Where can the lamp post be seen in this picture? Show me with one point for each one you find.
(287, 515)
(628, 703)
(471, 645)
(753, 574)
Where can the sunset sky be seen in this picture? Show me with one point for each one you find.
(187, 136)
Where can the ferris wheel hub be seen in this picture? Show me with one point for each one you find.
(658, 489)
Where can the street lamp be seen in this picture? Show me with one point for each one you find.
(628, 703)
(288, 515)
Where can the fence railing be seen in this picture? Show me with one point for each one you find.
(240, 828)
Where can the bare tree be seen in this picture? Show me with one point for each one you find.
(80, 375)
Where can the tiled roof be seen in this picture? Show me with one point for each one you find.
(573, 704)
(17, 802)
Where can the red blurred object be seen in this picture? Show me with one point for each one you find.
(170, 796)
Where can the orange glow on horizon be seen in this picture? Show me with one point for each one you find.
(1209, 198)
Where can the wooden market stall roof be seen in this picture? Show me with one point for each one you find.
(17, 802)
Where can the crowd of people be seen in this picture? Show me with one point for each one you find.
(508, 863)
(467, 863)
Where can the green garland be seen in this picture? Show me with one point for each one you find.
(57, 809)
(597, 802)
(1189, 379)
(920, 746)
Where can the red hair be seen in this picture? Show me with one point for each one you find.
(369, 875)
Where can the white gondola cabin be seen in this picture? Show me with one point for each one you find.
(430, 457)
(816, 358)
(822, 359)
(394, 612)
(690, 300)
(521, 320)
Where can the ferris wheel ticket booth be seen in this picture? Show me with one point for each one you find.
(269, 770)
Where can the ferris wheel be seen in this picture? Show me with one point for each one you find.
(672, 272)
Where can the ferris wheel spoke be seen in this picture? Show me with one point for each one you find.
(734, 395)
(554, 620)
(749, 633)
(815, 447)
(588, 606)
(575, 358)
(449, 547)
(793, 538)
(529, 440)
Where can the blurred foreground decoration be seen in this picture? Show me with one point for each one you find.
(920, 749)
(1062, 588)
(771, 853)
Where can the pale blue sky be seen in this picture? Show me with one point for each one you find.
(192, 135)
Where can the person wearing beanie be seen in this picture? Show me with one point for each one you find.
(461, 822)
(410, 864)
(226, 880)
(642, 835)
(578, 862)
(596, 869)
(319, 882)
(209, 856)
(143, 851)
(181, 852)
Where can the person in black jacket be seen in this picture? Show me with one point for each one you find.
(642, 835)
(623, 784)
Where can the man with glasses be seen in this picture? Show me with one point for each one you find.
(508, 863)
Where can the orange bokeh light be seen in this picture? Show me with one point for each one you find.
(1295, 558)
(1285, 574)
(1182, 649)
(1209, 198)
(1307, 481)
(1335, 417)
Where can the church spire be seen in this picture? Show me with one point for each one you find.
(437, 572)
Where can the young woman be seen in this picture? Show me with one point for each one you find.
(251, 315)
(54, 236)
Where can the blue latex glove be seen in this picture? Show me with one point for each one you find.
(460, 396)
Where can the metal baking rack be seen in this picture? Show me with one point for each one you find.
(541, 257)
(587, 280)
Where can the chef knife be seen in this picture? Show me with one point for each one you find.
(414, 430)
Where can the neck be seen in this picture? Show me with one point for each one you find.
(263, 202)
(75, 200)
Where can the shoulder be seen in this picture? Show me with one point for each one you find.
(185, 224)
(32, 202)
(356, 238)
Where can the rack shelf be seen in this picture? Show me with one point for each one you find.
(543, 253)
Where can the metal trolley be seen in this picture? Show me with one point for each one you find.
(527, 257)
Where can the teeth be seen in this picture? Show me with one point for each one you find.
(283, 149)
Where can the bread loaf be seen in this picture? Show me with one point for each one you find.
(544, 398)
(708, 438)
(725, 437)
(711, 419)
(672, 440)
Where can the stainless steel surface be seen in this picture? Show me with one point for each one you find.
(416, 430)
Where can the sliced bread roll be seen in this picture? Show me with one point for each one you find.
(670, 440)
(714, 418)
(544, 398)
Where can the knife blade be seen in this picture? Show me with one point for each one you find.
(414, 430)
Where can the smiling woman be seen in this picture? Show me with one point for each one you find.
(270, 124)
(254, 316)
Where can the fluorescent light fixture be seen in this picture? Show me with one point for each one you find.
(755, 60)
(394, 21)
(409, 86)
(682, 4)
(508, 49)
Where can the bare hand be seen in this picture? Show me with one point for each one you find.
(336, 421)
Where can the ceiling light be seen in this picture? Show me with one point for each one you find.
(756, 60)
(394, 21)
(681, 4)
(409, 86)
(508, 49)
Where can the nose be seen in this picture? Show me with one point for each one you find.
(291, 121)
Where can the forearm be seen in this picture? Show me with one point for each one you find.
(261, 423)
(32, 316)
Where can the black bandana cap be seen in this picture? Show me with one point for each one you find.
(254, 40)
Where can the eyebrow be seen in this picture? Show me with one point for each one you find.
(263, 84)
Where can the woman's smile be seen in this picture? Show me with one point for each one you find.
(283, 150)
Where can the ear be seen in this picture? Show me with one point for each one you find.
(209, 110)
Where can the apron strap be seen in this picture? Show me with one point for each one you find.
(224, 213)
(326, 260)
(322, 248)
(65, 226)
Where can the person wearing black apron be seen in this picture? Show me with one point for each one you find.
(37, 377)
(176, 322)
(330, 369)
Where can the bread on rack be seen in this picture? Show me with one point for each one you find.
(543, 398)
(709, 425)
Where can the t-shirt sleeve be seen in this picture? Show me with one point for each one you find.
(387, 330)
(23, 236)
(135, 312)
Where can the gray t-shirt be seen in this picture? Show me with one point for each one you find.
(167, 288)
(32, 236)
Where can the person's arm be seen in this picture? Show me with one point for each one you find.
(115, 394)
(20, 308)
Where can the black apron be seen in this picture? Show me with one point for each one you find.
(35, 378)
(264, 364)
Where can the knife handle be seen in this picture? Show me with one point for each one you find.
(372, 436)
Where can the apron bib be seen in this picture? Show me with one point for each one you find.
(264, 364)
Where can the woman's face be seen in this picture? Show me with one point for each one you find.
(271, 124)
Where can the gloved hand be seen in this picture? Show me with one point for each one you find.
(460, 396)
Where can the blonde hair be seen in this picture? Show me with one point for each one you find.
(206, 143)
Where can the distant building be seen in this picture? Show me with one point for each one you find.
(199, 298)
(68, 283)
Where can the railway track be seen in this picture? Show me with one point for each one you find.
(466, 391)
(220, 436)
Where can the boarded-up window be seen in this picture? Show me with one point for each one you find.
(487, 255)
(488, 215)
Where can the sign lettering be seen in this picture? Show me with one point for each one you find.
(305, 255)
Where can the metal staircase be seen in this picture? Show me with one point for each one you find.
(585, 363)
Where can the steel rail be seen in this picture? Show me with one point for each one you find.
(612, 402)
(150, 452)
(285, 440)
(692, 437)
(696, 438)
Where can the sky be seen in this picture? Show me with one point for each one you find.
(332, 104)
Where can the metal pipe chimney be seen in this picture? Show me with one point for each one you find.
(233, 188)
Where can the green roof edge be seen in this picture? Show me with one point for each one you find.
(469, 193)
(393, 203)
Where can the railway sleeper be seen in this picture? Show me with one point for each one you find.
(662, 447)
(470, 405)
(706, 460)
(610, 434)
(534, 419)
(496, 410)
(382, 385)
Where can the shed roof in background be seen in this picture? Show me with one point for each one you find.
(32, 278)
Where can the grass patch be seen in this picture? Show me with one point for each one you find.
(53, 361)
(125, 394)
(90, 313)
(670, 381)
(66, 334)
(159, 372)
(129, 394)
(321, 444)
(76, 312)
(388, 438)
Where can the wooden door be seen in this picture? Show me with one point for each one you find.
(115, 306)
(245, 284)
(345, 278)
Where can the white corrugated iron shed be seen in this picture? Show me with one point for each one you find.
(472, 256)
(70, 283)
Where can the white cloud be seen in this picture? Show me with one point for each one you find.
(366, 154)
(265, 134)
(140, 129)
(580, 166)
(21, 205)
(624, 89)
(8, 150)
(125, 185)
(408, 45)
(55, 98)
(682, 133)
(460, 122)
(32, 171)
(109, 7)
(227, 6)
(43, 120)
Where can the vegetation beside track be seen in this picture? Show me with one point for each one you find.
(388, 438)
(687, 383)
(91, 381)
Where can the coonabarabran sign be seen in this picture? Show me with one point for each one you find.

══════════

Rewrite the data from the line containing "Where can the white cloud" through the end of the data, replacing "vegetation" with "greenery" and changing nothing else.

Where can the white cloud be seen in this picture? Show me with one point for each one you find.
(366, 154)
(265, 134)
(140, 129)
(580, 166)
(21, 205)
(624, 89)
(8, 150)
(125, 185)
(408, 45)
(55, 98)
(682, 133)
(460, 122)
(32, 171)
(109, 7)
(227, 6)
(43, 120)
Where can the greenery beside track be seen in this picture? Show me with one point for each one you find.
(388, 438)
(687, 383)
(91, 381)
Where can the coonabarabran sign be seen in this picture? Show me with one point for each one you find.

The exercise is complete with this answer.